§ **Problem requirements**
Among the lines below, return each one that contains the word "beak".

[Stored entries]
=-=-=
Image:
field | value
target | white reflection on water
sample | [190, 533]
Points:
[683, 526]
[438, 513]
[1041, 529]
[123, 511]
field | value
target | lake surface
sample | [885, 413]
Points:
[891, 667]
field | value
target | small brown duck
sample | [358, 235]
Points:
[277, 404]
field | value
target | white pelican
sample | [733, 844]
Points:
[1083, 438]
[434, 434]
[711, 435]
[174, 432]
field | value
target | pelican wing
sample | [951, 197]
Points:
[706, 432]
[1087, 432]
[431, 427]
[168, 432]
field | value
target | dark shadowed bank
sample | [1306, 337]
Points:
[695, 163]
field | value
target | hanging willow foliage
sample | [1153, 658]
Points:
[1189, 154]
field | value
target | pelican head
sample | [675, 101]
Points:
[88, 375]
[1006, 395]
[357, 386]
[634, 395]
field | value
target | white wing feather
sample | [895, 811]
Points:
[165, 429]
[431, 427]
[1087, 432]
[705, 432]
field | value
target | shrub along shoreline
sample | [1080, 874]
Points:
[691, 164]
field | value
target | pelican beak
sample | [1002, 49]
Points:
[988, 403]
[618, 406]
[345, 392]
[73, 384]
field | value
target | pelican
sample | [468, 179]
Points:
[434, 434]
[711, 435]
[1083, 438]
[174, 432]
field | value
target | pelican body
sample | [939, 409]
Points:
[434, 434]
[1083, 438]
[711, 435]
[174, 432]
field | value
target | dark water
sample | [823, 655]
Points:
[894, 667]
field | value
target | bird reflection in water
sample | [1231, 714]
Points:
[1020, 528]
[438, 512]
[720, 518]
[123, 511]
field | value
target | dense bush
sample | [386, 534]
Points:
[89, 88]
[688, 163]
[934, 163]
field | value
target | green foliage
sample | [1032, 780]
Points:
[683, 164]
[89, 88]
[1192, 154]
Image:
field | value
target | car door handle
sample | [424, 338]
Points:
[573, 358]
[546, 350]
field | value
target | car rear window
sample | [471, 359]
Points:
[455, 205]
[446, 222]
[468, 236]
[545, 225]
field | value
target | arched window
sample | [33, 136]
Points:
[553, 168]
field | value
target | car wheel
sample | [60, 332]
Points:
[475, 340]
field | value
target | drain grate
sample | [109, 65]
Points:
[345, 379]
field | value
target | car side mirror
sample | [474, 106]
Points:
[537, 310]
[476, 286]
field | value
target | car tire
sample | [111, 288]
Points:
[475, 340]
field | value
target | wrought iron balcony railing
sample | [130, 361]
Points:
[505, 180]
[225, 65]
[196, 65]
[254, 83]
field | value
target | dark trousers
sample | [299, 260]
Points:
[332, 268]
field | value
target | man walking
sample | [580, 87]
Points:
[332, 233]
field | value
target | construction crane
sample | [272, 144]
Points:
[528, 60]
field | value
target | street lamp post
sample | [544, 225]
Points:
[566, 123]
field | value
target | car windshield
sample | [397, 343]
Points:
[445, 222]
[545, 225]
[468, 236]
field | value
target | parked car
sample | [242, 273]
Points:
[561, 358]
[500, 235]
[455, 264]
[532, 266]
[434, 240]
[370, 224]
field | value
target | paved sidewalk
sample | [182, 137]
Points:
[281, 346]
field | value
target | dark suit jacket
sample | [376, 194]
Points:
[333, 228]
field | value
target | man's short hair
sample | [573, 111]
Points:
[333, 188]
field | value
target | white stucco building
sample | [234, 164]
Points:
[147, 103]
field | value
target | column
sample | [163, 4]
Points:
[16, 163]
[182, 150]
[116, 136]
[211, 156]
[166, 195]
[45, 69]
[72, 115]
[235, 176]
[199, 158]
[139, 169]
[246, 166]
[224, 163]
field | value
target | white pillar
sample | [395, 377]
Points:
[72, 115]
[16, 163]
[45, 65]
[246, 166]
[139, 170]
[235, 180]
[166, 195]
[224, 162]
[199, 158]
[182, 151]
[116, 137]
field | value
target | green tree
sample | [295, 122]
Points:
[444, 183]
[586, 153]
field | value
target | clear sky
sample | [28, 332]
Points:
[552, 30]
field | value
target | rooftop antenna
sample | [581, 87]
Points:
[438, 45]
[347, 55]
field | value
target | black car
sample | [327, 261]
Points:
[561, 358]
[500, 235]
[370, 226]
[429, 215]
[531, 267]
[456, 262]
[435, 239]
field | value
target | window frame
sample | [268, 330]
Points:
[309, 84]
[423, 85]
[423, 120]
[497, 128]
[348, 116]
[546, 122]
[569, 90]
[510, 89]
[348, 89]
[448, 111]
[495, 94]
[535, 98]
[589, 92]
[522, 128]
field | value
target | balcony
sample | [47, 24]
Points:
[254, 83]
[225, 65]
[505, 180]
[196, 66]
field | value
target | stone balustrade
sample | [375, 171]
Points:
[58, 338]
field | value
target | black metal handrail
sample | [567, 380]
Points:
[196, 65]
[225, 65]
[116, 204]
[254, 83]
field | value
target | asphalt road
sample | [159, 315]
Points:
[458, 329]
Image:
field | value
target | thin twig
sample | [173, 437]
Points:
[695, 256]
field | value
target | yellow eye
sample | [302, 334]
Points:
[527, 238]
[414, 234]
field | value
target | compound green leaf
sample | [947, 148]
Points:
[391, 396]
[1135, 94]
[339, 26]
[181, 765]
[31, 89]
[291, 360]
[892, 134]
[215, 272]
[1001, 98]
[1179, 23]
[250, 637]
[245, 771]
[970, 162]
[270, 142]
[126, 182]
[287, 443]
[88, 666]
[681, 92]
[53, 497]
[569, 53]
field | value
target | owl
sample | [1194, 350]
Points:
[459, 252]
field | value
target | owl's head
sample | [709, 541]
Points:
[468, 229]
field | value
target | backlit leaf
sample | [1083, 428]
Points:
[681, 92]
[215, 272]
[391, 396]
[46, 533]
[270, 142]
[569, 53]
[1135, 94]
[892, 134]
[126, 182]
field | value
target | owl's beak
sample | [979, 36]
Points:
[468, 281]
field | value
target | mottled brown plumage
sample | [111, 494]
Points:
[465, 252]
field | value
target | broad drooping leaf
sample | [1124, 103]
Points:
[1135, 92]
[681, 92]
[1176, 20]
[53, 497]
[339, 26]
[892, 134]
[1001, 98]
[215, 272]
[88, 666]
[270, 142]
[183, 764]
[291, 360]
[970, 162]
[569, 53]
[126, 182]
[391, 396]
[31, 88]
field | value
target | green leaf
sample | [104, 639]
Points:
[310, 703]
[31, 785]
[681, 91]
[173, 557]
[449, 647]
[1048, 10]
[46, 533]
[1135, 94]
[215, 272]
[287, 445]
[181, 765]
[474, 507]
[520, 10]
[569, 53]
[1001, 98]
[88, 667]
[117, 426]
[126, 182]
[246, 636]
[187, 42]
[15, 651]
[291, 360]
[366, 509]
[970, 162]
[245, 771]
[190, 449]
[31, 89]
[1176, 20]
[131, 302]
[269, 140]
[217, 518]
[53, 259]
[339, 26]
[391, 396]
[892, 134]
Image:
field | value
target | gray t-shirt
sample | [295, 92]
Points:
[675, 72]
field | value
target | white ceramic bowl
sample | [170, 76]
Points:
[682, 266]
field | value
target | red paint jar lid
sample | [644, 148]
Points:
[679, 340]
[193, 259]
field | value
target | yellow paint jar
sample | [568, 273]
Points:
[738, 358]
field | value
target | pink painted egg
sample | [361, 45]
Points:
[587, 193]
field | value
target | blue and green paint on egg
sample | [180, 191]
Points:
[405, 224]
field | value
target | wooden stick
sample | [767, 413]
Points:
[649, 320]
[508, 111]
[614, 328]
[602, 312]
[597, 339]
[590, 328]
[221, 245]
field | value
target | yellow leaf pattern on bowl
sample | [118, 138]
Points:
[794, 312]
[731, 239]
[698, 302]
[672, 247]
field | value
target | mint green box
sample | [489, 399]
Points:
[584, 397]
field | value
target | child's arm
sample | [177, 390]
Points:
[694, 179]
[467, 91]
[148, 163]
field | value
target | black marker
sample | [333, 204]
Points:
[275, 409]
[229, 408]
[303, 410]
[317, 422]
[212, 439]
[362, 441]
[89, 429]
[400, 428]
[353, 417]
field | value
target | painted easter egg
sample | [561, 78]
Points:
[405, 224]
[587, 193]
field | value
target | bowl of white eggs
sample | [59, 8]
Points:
=-=-=
§ **Your response**
target | pelican beak
target | owl's beak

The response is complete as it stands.